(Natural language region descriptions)
***

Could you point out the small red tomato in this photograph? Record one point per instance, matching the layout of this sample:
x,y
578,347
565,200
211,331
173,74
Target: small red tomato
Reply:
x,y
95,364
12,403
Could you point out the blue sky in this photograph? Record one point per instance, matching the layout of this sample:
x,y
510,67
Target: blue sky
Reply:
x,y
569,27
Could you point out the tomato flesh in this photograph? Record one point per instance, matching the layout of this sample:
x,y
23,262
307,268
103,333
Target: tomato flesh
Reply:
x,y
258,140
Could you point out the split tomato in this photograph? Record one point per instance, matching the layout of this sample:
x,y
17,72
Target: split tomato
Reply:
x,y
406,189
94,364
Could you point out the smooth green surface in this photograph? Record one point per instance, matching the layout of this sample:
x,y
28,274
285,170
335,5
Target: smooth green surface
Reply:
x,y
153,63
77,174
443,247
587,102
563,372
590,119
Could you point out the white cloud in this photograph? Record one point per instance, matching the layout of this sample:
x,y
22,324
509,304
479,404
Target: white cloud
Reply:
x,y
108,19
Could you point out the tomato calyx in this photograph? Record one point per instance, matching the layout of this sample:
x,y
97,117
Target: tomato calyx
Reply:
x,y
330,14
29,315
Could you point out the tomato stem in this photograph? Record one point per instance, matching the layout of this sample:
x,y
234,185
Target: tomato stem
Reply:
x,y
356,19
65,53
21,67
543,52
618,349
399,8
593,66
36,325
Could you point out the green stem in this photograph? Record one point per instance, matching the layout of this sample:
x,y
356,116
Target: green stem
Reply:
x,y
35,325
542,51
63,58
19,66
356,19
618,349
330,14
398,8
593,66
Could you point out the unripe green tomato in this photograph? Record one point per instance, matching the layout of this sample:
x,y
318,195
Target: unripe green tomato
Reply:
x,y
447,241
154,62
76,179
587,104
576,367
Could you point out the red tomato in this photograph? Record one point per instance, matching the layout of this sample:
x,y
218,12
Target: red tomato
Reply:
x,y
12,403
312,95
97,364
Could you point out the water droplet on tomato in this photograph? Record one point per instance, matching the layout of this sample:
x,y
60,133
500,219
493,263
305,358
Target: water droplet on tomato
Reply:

***

• _Exercise directions_
An exact copy of the data is needed.

• _Answer space_
Could you point out the small red tomato in this photograph? Record one point per instance, matching the layout of this sample:
x,y
578,347
565,200
211,331
173,74
Target: small red tomato
Reply:
x,y
95,364
12,403
Could you point out the blue sky in this photograph? Record one point per instance, matching the layout of this sample:
x,y
510,67
Target: blue sky
Reply:
x,y
569,27
Could you point out the tomato flesh in this photograph? Record one point per instance, matching the layout of this sample:
x,y
23,262
307,268
103,333
Target: tomato flesh
Reply:
x,y
258,140
Could you point out the split tomato in this photograph? Record one point per instance, matching the layout of this sample:
x,y
17,72
Target: split tomato
Reply:
x,y
406,189
94,364
Could you point out the smooth green surface in this photograph? Record one point per instance, matching the layout of this sample:
x,y
28,274
285,170
335,5
Target: smooth green surface
Reply:
x,y
153,63
77,174
443,247
587,102
563,372
590,119
Could you point out the white cloud in this photograph? Record one point per instance, matching the layout of this sample:
x,y
22,324
509,304
479,404
Target: white cloud
Reply:
x,y
108,19
Could you point out the tomato calyx in this photograph? Record one point per instance, matching the layout of this sample:
x,y
97,117
Target: tomato calyx
Reply:
x,y
330,14
29,315
Could you point out the tomato stem in this photograph? Record one point per instance, matching the layout of this sample:
x,y
234,185
Target: tomato stem
Reply:
x,y
356,19
65,53
21,67
543,52
618,349
399,8
593,66
36,325
Could you point out the green stem in this photograph? Record one point per instance, matching the layout of this sample:
x,y
356,116
Target: green stem
Reply:
x,y
35,325
542,51
63,58
19,66
356,19
618,349
330,14
398,8
593,66
Could you point out the unripe green tomato in this photograph? Record one point per instance, matching the layout of this sample:
x,y
318,195
Target: unripe green tomato
Reply:
x,y
447,241
154,62
76,179
587,104
576,367
Could you point out the red tomato in this photograph? Record one point per instance, matching the layout of this sample:
x,y
218,12
Target: red tomato
Reply:
x,y
12,403
312,95
97,364
Could you point out the water droplet on tomato in this photograph? Record one point per instance, matching the layout of this sample:
x,y
60,133
500,219
493,263
305,358
Target: water droplet on tomato
Reply:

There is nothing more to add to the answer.